* _Directions for this task_
Rewrite every line of the material below as a numbered list, leaving out any blank lines.

· · · ·

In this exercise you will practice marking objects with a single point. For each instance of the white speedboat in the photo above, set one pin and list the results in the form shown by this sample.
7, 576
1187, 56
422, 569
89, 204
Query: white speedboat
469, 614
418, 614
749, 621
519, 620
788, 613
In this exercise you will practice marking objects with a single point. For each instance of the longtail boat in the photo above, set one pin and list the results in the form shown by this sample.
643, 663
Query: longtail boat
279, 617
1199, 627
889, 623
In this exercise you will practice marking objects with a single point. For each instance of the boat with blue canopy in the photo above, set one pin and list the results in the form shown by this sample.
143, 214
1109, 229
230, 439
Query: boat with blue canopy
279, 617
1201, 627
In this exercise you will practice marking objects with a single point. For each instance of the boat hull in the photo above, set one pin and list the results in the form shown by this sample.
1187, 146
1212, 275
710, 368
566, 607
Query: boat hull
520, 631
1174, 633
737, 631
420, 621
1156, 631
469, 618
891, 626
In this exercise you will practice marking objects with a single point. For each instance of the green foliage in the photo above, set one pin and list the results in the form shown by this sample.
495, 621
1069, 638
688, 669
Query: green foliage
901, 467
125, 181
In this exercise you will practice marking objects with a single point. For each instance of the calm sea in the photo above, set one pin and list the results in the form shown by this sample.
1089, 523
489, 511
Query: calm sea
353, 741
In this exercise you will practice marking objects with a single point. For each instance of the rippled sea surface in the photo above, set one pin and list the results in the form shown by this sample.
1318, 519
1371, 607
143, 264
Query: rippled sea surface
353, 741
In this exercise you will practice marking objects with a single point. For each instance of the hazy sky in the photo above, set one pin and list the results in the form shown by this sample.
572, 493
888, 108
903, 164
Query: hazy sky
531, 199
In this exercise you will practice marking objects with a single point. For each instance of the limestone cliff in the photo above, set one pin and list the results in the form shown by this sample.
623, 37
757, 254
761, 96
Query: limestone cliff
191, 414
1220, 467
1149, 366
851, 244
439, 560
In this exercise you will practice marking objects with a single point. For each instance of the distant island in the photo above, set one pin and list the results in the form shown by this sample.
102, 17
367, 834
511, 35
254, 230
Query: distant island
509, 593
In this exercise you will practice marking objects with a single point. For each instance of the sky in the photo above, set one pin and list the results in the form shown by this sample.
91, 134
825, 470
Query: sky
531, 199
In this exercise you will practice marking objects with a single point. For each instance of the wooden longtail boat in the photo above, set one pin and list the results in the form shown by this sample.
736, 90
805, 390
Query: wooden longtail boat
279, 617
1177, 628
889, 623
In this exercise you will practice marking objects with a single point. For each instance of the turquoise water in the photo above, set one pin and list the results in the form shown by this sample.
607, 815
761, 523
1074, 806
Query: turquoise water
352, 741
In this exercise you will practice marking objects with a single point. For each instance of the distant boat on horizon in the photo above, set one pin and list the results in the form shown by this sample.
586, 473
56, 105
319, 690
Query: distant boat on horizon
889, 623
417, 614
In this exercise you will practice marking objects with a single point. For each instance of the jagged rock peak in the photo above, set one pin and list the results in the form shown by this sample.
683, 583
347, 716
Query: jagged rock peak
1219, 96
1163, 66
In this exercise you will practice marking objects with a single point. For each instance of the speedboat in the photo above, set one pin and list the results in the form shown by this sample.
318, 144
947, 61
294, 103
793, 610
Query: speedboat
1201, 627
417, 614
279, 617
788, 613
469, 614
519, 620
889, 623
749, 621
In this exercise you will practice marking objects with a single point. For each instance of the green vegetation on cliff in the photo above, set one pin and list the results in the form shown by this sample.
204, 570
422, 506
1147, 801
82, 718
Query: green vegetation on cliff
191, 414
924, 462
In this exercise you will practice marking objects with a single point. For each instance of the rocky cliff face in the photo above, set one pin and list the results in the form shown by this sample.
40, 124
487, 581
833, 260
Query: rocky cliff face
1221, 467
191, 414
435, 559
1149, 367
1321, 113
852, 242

· · · ·

* _Exercise solution_
1. In this exercise you will practice marking objects with a single point. For each instance of the white speedboat in the photo above, set one pin and list the results in the form shown by this sample.
2. 7, 576
3. 1187, 56
4. 422, 569
5. 89, 204
6. Query: white speedboat
7. 469, 614
8. 418, 614
9. 749, 621
10. 519, 620
11. 788, 613
12. In this exercise you will practice marking objects with a single point. For each instance of the longtail boat in the photo above, set one pin and list the results in the form shown by this sample.
13. 643, 663
14. Query: longtail boat
15. 279, 617
16. 1199, 627
17. 889, 623
18. In this exercise you will practice marking objects with a single point. For each instance of the boat with blue canopy in the photo above, set one pin and list the results in the form shown by this sample.
19. 143, 214
20. 1109, 229
21. 230, 439
22. Query: boat with blue canopy
23. 279, 617
24. 1201, 627
25. In this exercise you will practice marking objects with a single point. For each instance of the boat hull in the photo above, set one pin and list the results in the form shown by this sample.
26. 1187, 146
27. 1212, 275
28. 710, 368
29. 566, 607
30. Query: boat hull
31. 520, 631
32. 1174, 633
33. 737, 631
34. 420, 621
35. 1156, 631
36. 469, 618
37. 891, 626
38. In this exercise you will practice marking objects with a single point. For each instance of the green foliage in the photo above, set one pin and list the results in the form shown by this sample.
39. 495, 621
40. 1069, 638
41. 688, 669
42. Query: green foliage
43. 901, 467
44. 125, 181
45. In this exercise you will practice marking objects with a single point. For each instance of the calm sea in the photo above, set one pin and list the results in the form shown by this sample.
46. 1089, 523
47. 489, 511
48. Query: calm sea
49. 353, 741
50. In this exercise you will practice marking objects with a single point. For each instance of the rippled sea surface in the photo above, set one pin and list the results in the form shown by this sample.
51. 1318, 519
52. 1371, 607
53. 143, 264
54. Query: rippled sea surface
55. 353, 741
56. In this exercise you will practice marking objects with a single point. For each instance of the hazy sky in the photo above, set one pin and list the results in the form shown by this sample.
57. 572, 493
58. 888, 108
59. 903, 164
60. Query: hazy sky
61. 531, 199
62. In this exercise you will practice marking objects with a single point. For each instance of the limestone cliff in the photo above, set one pin and list the results in the form shown by this sample.
63. 623, 37
64. 757, 254
65. 761, 96
66. Query: limestone cliff
67. 191, 414
68. 1220, 467
69. 1149, 366
70. 851, 244
71. 439, 560
72. In this exercise you will practice marking objects with a single point. For each instance of the distant island in the photo above, set one pin and list the results in the form shown by this sample.
73. 102, 17
74. 367, 834
75. 511, 35
76. 254, 230
77. Query: distant island
78. 509, 593
79. In this exercise you will practice marking objects with a single point. For each instance of the sky in the photo above, set one pin and list the results in the form shown by this sample.
80. 91, 134
81. 825, 470
82. Query: sky
83. 531, 199
84. In this exercise you will practice marking objects with a single point. For each instance of the wooden longtail boat in the photo above, set one pin and list the results in the form shown by this sample.
85. 736, 90
86. 805, 390
87. Query: wooden longtail boat
88. 279, 617
89. 1177, 628
90. 889, 623
91. In this exercise you will practice marking objects with a single point. For each instance of the turquoise water in the photo above, set one pin and list the results in the form shown by this sample.
92. 607, 815
93. 761, 523
94. 1074, 806
95. Query: turquoise water
96. 352, 741
97. In this exercise you will practice marking objects with a single point. For each instance of the distant boat on horizon in the photo above, set one pin and list the results in the form shown by this sample.
98. 586, 473
99. 56, 105
100. 319, 690
101. Query: distant boat on horizon
102. 889, 623
103. 417, 614
104. In this exercise you will practice marking objects with a single point. For each instance of the jagged rock peak in the photo above, set one pin and list the results in the form shown by this sample.
105. 683, 583
106. 347, 716
107. Query: jagged rock peak
108. 1219, 96
109. 1163, 66
110. In this exercise you will practice marking objects with a single point. For each instance of the speedboat in the photo above, set one pin and list the results in the form shown by this sample.
111. 318, 144
112. 947, 61
113. 294, 103
114. 793, 610
115. Query: speedboat
116. 1201, 627
117. 417, 614
118. 279, 617
119. 788, 613
120. 469, 614
121. 519, 620
122. 889, 623
123. 749, 621
124. In this exercise you will practice marking objects with a single point. For each instance of the green vegetation on cliff in the photo above, set one pin and list the results in the form shown by this sample.
125. 204, 570
126. 422, 506
127. 1147, 801
128. 82, 718
129. Query: green vegetation on cliff
130. 191, 414
131. 924, 462
132. In this exercise you will practice marking objects with a single point. For each instance of the rocky cliff face in the photo above, set one pin and list the results in the form shown by this sample.
133. 40, 124
134. 487, 581
135. 833, 260
136. Query: rocky cliff face
137. 1221, 467
138. 191, 414
139. 435, 559
140. 1149, 367
141. 1321, 113
142. 852, 242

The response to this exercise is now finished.